[Coordinate annotation entries]
#####

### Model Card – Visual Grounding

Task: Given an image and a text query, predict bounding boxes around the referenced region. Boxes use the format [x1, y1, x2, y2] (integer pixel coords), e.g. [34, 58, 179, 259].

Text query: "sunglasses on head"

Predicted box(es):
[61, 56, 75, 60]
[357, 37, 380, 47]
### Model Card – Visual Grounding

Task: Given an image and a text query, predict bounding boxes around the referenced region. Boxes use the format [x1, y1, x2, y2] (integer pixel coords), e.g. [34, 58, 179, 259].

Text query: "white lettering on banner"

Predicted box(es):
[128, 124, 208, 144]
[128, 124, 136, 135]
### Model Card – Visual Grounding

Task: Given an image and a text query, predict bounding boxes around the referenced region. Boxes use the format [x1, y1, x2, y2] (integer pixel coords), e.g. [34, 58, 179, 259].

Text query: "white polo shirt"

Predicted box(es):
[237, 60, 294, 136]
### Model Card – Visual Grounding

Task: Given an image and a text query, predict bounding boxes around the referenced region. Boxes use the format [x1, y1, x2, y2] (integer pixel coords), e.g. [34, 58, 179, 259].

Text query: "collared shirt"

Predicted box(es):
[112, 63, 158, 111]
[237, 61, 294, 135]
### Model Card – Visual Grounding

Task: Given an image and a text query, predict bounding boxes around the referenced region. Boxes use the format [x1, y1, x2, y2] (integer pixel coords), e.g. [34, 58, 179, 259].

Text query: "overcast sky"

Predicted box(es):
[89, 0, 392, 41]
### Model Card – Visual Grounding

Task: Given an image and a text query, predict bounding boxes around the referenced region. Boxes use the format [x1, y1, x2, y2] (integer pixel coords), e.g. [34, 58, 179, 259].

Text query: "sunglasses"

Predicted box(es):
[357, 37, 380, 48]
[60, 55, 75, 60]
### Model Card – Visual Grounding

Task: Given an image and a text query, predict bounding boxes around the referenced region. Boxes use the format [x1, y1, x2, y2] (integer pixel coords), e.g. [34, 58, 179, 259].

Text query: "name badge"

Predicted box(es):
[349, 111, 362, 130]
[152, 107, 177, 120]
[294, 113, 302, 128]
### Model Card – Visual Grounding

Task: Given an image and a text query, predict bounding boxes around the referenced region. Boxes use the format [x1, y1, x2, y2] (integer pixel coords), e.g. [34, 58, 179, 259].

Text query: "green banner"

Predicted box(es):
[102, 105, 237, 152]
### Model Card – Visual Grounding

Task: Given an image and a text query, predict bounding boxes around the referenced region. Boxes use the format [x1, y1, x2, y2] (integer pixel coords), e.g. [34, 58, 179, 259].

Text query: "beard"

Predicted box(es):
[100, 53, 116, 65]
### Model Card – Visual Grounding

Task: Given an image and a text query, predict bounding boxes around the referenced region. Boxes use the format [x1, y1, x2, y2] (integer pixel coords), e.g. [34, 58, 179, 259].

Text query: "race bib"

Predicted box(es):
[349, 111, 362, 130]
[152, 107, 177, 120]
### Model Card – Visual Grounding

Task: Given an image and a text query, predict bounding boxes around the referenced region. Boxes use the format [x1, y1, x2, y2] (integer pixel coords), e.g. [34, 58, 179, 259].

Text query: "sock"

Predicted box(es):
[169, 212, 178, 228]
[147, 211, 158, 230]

#####

> _TASK TO COMPLETE_: Turn the listing above into a Markdown table with two columns, Row and Text, giving each line its own row. Put the row number in Row and the line itself in Text, and leave out blank lines.

> _TASK SOLUTION_:
| Row | Text |
|---|---|
| 1 | ### Model Card – Visual Grounding |
| 2 | Task: Given an image and a text query, predict bounding boxes around the referenced region. Boxes use the format [x1, y1, x2, y2] (integer pixel coords), e.g. [34, 58, 179, 259]. |
| 3 | Text query: "sunglasses on head" |
| 4 | Predicted box(es): |
| 5 | [61, 56, 75, 60] |
| 6 | [357, 37, 380, 47] |
| 7 | ### Model Card – Visual Grounding |
| 8 | Task: Given an image and a text query, predict bounding boxes around the referenced region. Boxes use the format [x1, y1, x2, y2] (integer pixel coords), e.g. [34, 58, 179, 259]. |
| 9 | Text query: "white lettering on banner" |
| 10 | Predicted box(es): |
| 11 | [128, 124, 208, 144] |
| 12 | [128, 124, 136, 135] |
| 13 | ### Model Card – Visual Grounding |
| 14 | Task: Given an image and a text query, predict bounding boxes around the referenced region. Boxes use the format [x1, y1, x2, y2] (integer pixel coords), e.g. [34, 58, 179, 259]. |
| 15 | Text query: "white polo shirt" |
| 16 | Predicted box(es): |
| 17 | [237, 60, 294, 136] |
| 18 | ### Model Card – Visual Grounding |
| 19 | Task: Given an image and a text query, predict bounding boxes around the referenced region. Boxes use the format [x1, y1, x2, y2] (integer pixel coords), e.g. [34, 58, 179, 259]. |
| 20 | Text query: "collared shirt" |
| 21 | Predicted box(es): |
| 22 | [112, 63, 158, 111] |
| 23 | [237, 61, 294, 135] |
| 24 | ### Model Card – Visual Grounding |
| 25 | Task: Given an image and a text query, predict bounding boxes around the referenced region. Boxes use the format [x1, y1, x2, y2] (integer pixel coords), e.g. [34, 58, 179, 259]. |
| 26 | Text query: "overcast sky" |
| 27 | Predicted box(es): |
| 28 | [89, 0, 392, 41] |
| 29 | ### Model Card – Visual Grounding |
| 30 | Task: Given an image and a text query, predict bounding boxes around the referenced region. Boxes use the format [x1, y1, x2, y2] (integer pixel coords), e.g. [34, 58, 179, 259]. |
| 31 | Text query: "sunglasses" |
| 32 | Predicted box(es): |
| 33 | [357, 37, 380, 48] |
| 34 | [60, 55, 75, 60] |
| 35 | ### Model Card – Visual Grounding |
| 36 | Task: Given an image and a text query, predict bounding boxes around the referenced region. Boxes use the format [x1, y1, x2, y2] (integer pixel coords), e.g. [34, 58, 179, 259]. |
| 37 | Text query: "name badge" |
| 38 | Predicted box(es): |
| 39 | [349, 111, 362, 130] |
| 40 | [152, 107, 177, 120] |
| 41 | [294, 113, 302, 128] |
| 42 | ### Model Card – Visual Grounding |
| 43 | Task: Given an image and a text query, predict bounding boxes around the referenced region. Boxes use the format [x1, y1, x2, y2] (integer pixel coords), e.g. [34, 58, 179, 259]. |
| 44 | Text query: "green banner" |
| 45 | Predicted box(es): |
| 46 | [102, 105, 237, 152] |
| 47 | ### Model Card – Visual Grounding |
| 48 | Task: Given an image and a text query, predict bounding boxes around the referenced region. Boxes use the format [x1, y1, x2, y2] (integer pixel coords), e.g. [34, 58, 179, 259]. |
| 49 | Text query: "beard" |
| 50 | Predicted box(es): |
| 51 | [100, 53, 116, 65] |
| 52 | ### Model Card – Visual Grounding |
| 53 | Task: Given an image and a text query, predict bounding boxes around the referenced region. Boxes use the format [x1, y1, x2, y2] (integer pixel coords), e.g. [34, 58, 179, 259]. |
| 54 | Text query: "race bib" |
| 55 | Predicted box(es): |
| 56 | [349, 111, 362, 130] |
| 57 | [152, 107, 177, 120] |
| 58 | ### Model Card – Visual Grounding |
| 59 | Task: Given an image and a text query, predict bounding boxes around the referenced region. Boxes use the format [x1, y1, x2, y2] (integer pixel coords), e.g. [34, 58, 179, 259]. |
| 60 | Text query: "sock" |
| 61 | Predicted box(es): |
| 62 | [169, 212, 178, 228] |
| 63 | [147, 211, 158, 230] |